**About this task**:
The whole listing is to be retyped exactly as it appears.

**Records to use**:
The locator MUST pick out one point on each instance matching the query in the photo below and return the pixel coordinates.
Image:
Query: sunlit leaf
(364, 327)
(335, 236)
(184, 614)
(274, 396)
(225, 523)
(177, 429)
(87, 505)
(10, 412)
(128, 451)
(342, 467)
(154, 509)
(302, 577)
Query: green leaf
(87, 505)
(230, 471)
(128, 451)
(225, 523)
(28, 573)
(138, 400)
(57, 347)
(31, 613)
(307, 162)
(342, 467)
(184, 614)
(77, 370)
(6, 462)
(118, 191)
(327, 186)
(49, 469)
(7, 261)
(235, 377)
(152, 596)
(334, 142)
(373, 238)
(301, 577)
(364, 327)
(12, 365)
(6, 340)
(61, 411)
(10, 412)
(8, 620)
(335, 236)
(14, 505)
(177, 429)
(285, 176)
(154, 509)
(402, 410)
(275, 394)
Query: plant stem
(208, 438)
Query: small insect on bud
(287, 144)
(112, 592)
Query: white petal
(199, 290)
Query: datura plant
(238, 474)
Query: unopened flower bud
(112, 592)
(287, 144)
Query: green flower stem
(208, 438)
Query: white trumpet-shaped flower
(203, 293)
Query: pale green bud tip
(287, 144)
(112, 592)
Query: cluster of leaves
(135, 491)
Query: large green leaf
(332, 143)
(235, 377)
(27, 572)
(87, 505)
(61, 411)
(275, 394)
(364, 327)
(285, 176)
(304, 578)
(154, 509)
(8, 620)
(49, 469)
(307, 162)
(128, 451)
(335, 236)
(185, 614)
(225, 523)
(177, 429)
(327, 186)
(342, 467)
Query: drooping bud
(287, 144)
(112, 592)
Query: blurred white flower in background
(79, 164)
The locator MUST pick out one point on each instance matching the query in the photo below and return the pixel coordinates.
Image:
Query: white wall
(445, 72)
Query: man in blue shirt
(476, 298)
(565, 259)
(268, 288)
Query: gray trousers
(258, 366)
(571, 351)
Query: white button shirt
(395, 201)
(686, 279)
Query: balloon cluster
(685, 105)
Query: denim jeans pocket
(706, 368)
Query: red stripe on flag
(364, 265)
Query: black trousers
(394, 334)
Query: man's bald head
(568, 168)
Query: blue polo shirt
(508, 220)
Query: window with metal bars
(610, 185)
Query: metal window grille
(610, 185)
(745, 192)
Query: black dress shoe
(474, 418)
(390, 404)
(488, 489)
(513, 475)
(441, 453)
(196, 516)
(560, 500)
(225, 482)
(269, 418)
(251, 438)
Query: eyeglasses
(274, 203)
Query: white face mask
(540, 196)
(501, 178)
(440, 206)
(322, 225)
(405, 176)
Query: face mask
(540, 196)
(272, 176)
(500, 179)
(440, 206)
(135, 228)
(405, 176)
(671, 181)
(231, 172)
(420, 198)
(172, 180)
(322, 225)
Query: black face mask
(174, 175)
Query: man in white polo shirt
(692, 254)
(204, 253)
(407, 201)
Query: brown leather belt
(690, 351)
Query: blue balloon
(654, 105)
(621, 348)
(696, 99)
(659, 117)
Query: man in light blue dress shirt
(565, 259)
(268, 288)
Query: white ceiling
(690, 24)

**Problem solution**:
The locator MUST pick out one point on each instance matching the query in the photo below and return the pixel coordinates.
Image:
Query: sunlit leaf
(364, 327)
(335, 236)
(184, 614)
(274, 396)
(225, 523)
(177, 429)
(87, 505)
(10, 412)
(128, 451)
(342, 467)
(154, 509)
(302, 577)
Query: green leaf
(87, 505)
(230, 471)
(128, 451)
(225, 523)
(28, 573)
(138, 400)
(57, 347)
(31, 613)
(307, 162)
(342, 467)
(184, 614)
(77, 370)
(6, 462)
(118, 191)
(327, 186)
(49, 469)
(7, 261)
(235, 377)
(152, 596)
(334, 142)
(373, 238)
(301, 577)
(364, 327)
(12, 365)
(6, 340)
(61, 411)
(10, 412)
(8, 620)
(335, 236)
(14, 505)
(177, 429)
(285, 176)
(154, 509)
(402, 410)
(275, 394)
Query: plant stem
(208, 438)
Query: small insect on bud
(287, 144)
(112, 592)
Query: white petal
(199, 290)
Query: datura plant
(238, 474)
Query: unopened flower bud
(112, 592)
(287, 144)
Query: green flower stem
(208, 438)
Query: white trumpet-shaped flower
(203, 293)
Query: pale green bud tip
(287, 144)
(112, 592)
Query: cluster of leaves
(135, 491)
Query: large green leaf
(332, 143)
(235, 377)
(27, 572)
(87, 505)
(61, 411)
(275, 394)
(364, 327)
(285, 176)
(304, 578)
(154, 509)
(8, 620)
(49, 469)
(307, 162)
(128, 451)
(335, 236)
(185, 614)
(225, 523)
(177, 429)
(327, 186)
(342, 467)
Query: drooping bud
(287, 144)
(112, 592)
Query: blurred white flower in background
(79, 164)
The locator MUST pick out one point on each instance matching the query in the photo below and return the pixel coordinates.
Image:
Query: white wall
(445, 72)
Query: man in blue shirt
(476, 298)
(565, 259)
(268, 288)
Query: gray trousers
(258, 366)
(571, 351)
Query: white button shirt
(395, 201)
(686, 279)
Query: balloon cluster
(685, 105)
Query: denim jeans pocket
(706, 368)
Query: red stripe on flag
(364, 265)
Query: black trousers
(394, 334)
Query: man's bald head
(568, 168)
Query: blue polo shirt
(508, 220)
Query: window with metal bars
(610, 185)
Query: metal window grille
(610, 185)
(745, 192)
Query: black dress shoe
(474, 418)
(390, 404)
(488, 489)
(513, 475)
(441, 453)
(196, 516)
(560, 500)
(225, 482)
(269, 418)
(251, 438)
Query: eyeglasses
(274, 203)
Query: white face mask
(540, 196)
(501, 178)
(440, 206)
(322, 225)
(405, 176)
Query: face mask
(540, 196)
(272, 176)
(500, 179)
(440, 206)
(135, 228)
(405, 176)
(671, 181)
(231, 172)
(420, 198)
(172, 180)
(322, 225)
Query: black face mask
(174, 175)
Query: man in white polo shirt
(692, 254)
(204, 253)
(407, 201)
Query: brown leather belt
(690, 351)
Query: blue balloon
(654, 105)
(621, 348)
(696, 99)
(659, 117)
Query: man in light blue dress shirt
(565, 259)
(268, 288)
Query: white ceiling
(690, 24)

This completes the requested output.